Supplementary Materials
Figure S1. De-Noise used θ to eliminate a fraction of obviously incorrect PSMs from the SEQUEST output. In this example, a series of ROC curves were plotted with a range of θ ratios from 0.01 to 0.09 under τhalf=0.5 andτnon=0.005 for the PBMC Orbitrap XL MiPS dataset to help determine an optimal θ for the high quality datasets from the Orbitrap instruments. The ROC plot shows the peformance improves as θ approaches the value 0. The θ value 0.03 was chosen because under this θ setting, De-Noise yielded the best output in terms of the number of target PSMs and the distribution ratio of the half/full, non/half, and Non/full that is closed to the mean half/full (0.24292), non/half (0.0322), and Non/full (0.0078) distribution ratio calculated from Percolator and PeptideProphet outputs using the PBMC Orbitrap XL MiPS dataset in table 6. The ROC curves were plotted with the plot(x,y) function in Matlab version 7.8.0.347.
Figure S2. Comparsion of De-Noise performance with Polynomial, Gaussian, and Laplace Kernels. The plot was generated using SVM and the UPS1 LTQ dataset.
Figure S3. Comparison of the shared PSMs for the seven datasets validated by De-Noise, PeptideProphet and Percolator. For five of the seven validated SEQUEST datasets, the bar chart shows De-Noise shared more peptides with PeptideProphet and Percolator than with each other. An FDR of 0.05 was used for all three approaches.

Source data
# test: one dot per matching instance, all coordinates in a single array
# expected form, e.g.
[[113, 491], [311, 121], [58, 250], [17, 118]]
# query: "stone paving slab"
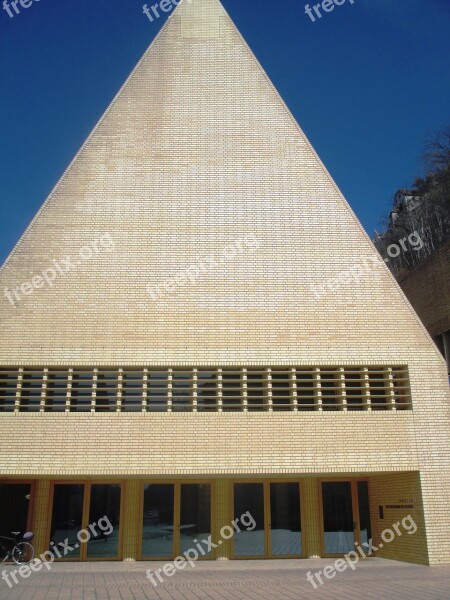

Work task A
Retype the figure captions from "Figure S2. Comparsion" up to and including "all three approaches.".
Work task B
Do these statements agree with the figure captions? Answer yes or no for each, and quote the words that decide it.
(i) The θ value chosen for De-Noise was 0.03.
(ii) The ROC curves in Figure S1 were plotted in R.
(iii) Figure S3 used an FDR of 0.01 for all three approaches.

Written response A
Figure S2. Comparsion of De-Noise performance with Polynomial, Gaussian, and Laplace Kernels. The plot was generated using SVM and the UPS1 LTQ dataset.
Figure S3. Comparison of the shared PSMs for the seven datasets validated by De-Noise, PeptideProphet and Percolator. For five of the seven validated SEQUEST datasets, the bar chart shows De-Noise shared more peptides with PeptideProphet and Percolator than with each other. An FDR of 0.05 was used for all three approaches.

Written response B
(i) Yes: "The θ value 0.03 was chosen"
(ii) No: "The ROC curves were plotted with the plot(x,y) function in Matlab version 7.8.0.347."
(iii) No: "An FDR of 0.05 was used for all three approaches."